> _Extract to read_:
As Time Goes By

Last night I had the opportunity to visit with Parker’s grandfather. In Central Pennsylvania we more often not call these folks “Pap.” Pap Am (aka Don Ammerman) is 91 years old. He still drives but not so much at night. We sat around the dining room table for awhile after everyone else had dispersed.

I had asked him at dinner if he still walked every day, something he has now done for over thirty years. Now he sat and told me how much he attributes his continued good health to this daily habit. The same stalwart friend who has met him every one of those mornings except for the ones that are under 20 degrees when he sometimes even ventures out alone for a short distance. They walk 3 miles through a development and down a road with no sidewalks. They welcome other friends to join them and some have but no one has had the staying power of the first two. At 91, Pap admitted it’s getting harder to keep up with his 71 year old friend. “I tell my body to do the same things,” he said. “It just takes longer now.”

In their family, Pap’s good health is the stuff of legend. How does he stay so sharp and healthy? Is it in the genes? Is it something he eats? A few years ago when it was shared that Pap drinks apple cider vinegar and honey every morning, it caught on throughout the family for awhile as a possible elixir of eternal youth. Asked about it now, Pap replies, “Oh I got out of the habit of doing that.”

Last night he told me he got started walking every day when he walked to work. For nearly his entire working life, after his military service in Texas, cracking four eggs at a time at the end of WWII, he was employed by the West Penn Power coal plant that served Milesburg, PA and the surrounding area. In the vast scheme of humans, it was a short-lived endeavor, a coal plant so close to town it occasionally covered the place in a fine layer of soot.

After the war he moved back to Milesburg where his now a few years gone sweetheart Joyce grew up. He grew up in Bellefonte, which is a short trip by car today but then it was a long walk he remembered making to her house many a time. After they married, he trained as a machinist and spent awhile commuting by bus to State College. As soon as he heard the plant was hiring he applied and worked his way through the ranks over the years, eventually becoming the superintendent charged with maintaining the place as it was shuttered and eventually demolished. He told me about watching them pour the 250 foot tall concrete and brick smoke tower with a slip form mold, and he told me about watching from a distance as it was knocked down with a great ground shudder and dirt cloud.

> _Records_:
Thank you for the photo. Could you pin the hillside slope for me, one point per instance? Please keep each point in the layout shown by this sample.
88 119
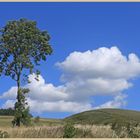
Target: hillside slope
106 116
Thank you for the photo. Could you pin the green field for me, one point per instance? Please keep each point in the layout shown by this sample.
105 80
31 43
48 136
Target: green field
105 117
102 123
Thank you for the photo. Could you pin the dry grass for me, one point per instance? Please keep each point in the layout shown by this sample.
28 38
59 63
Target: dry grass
35 132
95 131
83 131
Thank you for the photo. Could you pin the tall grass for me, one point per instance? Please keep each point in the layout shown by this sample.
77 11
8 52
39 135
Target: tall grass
83 131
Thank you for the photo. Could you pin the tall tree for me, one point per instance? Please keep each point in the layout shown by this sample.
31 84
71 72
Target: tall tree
22 47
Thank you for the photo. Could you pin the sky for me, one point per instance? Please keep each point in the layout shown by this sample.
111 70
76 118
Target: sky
95 61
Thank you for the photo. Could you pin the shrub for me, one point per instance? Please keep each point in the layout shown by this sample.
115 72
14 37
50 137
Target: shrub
69 131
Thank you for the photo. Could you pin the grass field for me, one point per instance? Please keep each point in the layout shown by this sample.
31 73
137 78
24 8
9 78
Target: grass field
103 123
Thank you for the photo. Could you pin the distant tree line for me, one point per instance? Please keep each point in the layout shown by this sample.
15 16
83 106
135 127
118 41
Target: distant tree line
7 112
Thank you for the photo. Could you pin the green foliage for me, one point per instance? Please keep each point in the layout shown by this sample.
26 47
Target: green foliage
37 119
4 134
7 112
69 131
22 47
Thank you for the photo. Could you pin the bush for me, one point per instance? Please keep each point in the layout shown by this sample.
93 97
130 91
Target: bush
69 131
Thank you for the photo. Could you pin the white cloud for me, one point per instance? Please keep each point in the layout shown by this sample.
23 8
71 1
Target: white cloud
10 94
117 102
105 71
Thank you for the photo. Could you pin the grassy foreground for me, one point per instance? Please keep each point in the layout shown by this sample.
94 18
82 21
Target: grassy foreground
103 123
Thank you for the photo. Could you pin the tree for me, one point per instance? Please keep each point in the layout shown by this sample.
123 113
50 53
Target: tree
22 47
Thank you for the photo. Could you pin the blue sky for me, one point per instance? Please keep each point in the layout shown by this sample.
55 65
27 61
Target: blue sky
80 27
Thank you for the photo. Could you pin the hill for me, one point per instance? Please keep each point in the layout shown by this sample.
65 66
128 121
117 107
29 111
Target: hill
106 116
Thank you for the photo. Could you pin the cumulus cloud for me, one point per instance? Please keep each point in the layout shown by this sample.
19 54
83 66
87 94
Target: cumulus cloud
117 102
105 71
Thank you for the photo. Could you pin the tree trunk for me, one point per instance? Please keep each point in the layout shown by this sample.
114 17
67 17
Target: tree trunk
18 99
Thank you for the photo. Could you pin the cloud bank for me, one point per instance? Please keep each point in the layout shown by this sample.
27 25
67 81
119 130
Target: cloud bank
105 71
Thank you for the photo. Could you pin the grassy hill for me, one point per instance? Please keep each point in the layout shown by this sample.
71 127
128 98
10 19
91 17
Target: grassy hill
91 124
5 121
105 116
98 117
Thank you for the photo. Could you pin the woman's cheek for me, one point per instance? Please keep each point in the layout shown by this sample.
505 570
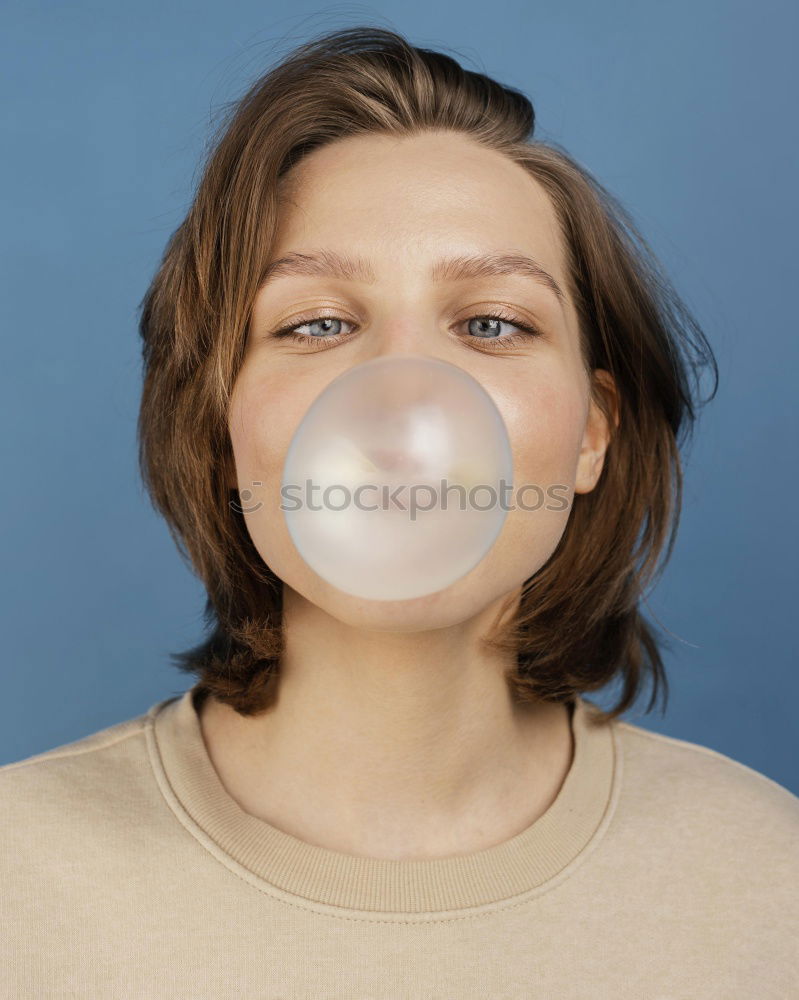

> _Exercise_: Rewrite the piece about Pap between "After the war" and "and dirt cloud.", inclusive, putting "plant manager" in place of "superintendent". Leave the records out of this work entirely.

> _Task output_:
After the war he moved back to Milesburg where his now a few years gone sweetheart Joyce grew up. He grew up in Bellefonte, which is a short trip by car today but then it was a long walk he remembered making to her house many a time. After they married, he trained as a machinist and spent awhile commuting by bus to State College. As soon as he heard the plant was hiring he applied and worked his way through the ranks over the years, eventually becoming the plant manager charged with maintaining the place as it was shuttered and eventually demolished. He told me about watching them pour the 250 foot tall concrete and brick smoke tower with a slip form mold, and he told me about watching from a distance as it was knocked down with a great ground shudder and dirt cloud.